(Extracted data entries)

....................

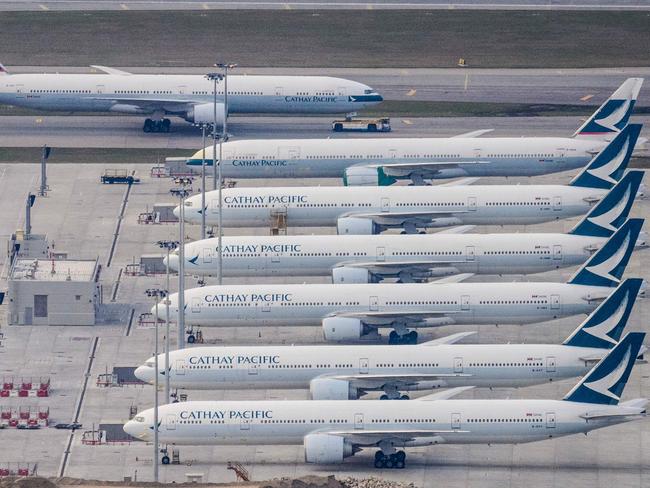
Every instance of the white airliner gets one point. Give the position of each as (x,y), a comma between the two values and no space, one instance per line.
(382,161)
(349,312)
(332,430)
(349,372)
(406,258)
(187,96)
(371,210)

....................

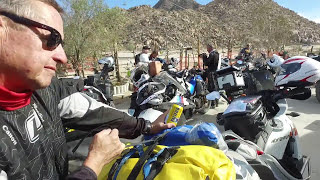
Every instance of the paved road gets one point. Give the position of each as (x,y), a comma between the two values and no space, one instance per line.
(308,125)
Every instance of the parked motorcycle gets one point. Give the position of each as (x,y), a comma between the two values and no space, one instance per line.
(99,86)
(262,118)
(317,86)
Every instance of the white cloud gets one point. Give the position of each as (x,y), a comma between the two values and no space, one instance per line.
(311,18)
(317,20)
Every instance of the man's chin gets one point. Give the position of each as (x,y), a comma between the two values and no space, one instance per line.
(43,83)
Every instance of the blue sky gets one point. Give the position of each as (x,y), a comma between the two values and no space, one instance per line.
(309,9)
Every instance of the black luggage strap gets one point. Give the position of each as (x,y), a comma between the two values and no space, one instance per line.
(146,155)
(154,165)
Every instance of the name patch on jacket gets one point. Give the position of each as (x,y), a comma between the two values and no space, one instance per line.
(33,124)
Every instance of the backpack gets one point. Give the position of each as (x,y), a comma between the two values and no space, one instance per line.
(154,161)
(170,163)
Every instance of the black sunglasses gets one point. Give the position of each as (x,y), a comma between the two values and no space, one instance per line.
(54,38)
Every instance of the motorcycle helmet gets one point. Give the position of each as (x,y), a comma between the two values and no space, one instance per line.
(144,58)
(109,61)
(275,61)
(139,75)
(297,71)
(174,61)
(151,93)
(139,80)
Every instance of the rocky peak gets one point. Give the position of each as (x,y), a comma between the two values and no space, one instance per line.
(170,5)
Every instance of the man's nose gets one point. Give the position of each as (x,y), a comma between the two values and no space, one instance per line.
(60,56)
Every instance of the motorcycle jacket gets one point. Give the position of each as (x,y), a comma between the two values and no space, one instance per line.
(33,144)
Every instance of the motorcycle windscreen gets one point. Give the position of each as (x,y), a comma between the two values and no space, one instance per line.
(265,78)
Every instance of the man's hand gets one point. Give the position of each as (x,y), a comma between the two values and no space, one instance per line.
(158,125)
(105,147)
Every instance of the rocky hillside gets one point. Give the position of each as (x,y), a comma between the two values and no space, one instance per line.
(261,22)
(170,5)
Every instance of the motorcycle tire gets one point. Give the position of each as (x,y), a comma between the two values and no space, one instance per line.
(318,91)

....................

Objective: Gather every line of the data above that contains the string "motorcycle". Letter case counts.

Result of this task:
Every instance of the parked motorcycle gets one point. Give the position of each as (x,y), a comma between the two values and no space, one instance per line.
Every instance of the motorcycle helmet gets one point. Give the position of each as (x,y), a comma between the two values and no space, one instance per line.
Every instance of the motorcycle jacket gets one point. Give the position of each as (x,y), a comma between the two values and no space, one instance per line.
Every instance of the motorcycle windscreen gets one point. Give the position of each as (x,y), a comma between the two values and no space, one instance per line.
Every instance of the motorcycle tire gets one point. Give the position of each as (x,y), a comma between the two values and no space, one instance per line.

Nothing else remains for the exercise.